> Exercise aim
From the line that includes "Mark the lit" to the last line of the data, quote each line precisely; both boundary lines belong in the answer.

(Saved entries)
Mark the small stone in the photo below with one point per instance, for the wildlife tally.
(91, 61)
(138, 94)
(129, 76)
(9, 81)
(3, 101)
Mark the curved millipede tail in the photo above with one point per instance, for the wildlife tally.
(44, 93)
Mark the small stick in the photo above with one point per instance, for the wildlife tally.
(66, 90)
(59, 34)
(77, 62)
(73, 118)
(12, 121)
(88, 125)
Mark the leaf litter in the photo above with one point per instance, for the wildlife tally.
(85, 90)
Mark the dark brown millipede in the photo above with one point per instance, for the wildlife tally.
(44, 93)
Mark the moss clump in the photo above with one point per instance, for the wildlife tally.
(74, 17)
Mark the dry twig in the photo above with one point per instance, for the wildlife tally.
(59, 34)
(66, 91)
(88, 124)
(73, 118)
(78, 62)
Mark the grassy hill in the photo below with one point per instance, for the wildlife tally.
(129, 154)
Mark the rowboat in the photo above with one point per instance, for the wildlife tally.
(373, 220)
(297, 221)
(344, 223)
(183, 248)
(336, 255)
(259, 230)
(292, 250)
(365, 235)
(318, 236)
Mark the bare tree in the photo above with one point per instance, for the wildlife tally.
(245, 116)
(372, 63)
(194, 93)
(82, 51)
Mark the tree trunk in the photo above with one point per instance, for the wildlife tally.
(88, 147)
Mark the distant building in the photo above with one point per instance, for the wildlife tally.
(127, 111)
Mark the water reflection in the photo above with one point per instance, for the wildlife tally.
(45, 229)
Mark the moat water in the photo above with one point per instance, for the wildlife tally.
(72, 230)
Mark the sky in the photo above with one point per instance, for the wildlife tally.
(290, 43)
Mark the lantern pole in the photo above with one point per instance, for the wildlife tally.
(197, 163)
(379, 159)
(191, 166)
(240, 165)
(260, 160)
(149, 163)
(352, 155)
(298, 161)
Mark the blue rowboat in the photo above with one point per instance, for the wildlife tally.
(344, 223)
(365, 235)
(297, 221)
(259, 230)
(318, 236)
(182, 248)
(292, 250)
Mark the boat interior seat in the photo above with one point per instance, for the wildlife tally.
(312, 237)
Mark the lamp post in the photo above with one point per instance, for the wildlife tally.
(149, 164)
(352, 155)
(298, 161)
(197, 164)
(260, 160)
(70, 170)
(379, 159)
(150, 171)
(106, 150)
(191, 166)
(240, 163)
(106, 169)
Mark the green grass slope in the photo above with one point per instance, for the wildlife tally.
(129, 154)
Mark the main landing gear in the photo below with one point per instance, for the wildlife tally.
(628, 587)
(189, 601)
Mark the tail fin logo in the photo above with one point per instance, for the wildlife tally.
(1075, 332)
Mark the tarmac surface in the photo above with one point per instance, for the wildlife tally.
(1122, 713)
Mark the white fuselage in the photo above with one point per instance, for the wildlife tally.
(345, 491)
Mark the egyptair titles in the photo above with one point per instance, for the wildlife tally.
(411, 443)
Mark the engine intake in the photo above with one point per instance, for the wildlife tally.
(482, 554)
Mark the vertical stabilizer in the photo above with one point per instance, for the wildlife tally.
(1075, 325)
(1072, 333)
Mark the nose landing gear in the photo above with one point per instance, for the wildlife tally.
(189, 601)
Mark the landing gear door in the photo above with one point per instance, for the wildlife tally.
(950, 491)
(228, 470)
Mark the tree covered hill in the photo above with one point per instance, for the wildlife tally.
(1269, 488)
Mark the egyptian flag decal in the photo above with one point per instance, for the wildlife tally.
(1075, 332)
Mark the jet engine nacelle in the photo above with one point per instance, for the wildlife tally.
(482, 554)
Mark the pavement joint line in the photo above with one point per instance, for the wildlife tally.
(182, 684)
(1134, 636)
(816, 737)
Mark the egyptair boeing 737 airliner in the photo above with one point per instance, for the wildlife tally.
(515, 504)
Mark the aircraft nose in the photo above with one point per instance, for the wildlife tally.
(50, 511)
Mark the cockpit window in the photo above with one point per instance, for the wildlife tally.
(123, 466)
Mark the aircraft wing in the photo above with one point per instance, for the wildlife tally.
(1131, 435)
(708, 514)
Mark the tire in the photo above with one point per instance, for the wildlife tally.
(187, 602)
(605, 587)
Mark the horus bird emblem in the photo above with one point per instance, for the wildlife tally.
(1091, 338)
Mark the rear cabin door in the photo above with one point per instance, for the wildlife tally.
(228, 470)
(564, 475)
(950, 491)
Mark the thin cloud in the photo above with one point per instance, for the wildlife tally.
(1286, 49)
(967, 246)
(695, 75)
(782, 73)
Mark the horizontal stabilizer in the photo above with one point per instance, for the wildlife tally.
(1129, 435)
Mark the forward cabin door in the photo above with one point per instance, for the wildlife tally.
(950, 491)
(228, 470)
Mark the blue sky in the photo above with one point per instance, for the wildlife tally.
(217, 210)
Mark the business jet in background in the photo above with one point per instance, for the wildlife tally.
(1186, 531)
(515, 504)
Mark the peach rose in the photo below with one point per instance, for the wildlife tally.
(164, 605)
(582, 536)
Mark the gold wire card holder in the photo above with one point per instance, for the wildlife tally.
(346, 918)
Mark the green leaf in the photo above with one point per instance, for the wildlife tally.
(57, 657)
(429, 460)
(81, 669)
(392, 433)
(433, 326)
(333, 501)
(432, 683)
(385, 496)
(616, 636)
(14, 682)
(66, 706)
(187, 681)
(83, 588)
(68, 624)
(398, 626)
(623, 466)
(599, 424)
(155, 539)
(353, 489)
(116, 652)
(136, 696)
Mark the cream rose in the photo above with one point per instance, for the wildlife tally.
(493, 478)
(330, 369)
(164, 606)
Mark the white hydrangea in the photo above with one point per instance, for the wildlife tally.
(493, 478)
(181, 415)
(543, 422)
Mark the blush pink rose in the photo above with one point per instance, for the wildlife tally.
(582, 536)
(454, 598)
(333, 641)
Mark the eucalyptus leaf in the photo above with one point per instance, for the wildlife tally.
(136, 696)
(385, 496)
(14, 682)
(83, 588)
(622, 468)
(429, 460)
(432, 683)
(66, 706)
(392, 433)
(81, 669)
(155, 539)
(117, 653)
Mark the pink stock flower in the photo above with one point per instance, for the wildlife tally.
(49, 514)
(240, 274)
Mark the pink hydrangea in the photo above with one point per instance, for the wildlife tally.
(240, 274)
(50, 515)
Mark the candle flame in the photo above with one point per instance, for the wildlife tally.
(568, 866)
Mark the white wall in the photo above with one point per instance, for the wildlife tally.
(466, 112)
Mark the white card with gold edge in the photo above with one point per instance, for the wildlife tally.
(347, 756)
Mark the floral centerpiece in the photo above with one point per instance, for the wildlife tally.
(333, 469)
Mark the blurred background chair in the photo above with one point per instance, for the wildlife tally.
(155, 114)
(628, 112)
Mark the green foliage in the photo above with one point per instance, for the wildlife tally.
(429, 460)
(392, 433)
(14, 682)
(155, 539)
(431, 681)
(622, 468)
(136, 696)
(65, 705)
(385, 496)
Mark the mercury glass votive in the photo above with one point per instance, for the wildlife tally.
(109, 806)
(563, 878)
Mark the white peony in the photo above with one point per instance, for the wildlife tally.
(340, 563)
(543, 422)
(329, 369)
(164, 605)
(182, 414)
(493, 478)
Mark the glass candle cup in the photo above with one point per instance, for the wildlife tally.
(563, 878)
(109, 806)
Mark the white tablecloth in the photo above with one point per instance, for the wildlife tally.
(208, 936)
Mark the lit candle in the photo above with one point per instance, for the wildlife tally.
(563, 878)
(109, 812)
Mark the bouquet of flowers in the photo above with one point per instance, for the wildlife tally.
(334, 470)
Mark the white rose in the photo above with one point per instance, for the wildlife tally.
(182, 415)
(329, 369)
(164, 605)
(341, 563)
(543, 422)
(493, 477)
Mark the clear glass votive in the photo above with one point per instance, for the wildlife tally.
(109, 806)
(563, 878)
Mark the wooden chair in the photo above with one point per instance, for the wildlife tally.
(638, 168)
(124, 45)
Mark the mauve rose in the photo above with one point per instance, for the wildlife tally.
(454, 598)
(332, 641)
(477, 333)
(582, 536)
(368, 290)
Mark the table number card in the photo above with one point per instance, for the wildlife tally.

> Completed exercise
Mark the lit candle in the photo above with one point per instance, for the wildlife tally.
(563, 878)
(109, 812)
Mark the bouquet of flowers in the photo above with one point per instance, for the wildlife tally.
(334, 470)
Mark the white rose in the photo above with one point per instance, for the wildlife tally.
(182, 415)
(329, 369)
(164, 605)
(341, 563)
(543, 422)
(493, 477)
Mark the clear glass votive in the photo above with one point per instance, for the wildlife tally.
(109, 806)
(563, 878)
Mark the wooden chair in the photo above with one point per instance, for the wildlife tally.
(638, 168)
(124, 45)
Mark the mauve rose in the photo above with one point per instance, for the wildlife tally.
(454, 598)
(332, 641)
(477, 333)
(582, 536)
(368, 290)
Mark the table number card in the photo above with one point per instance, for the wildlife tally.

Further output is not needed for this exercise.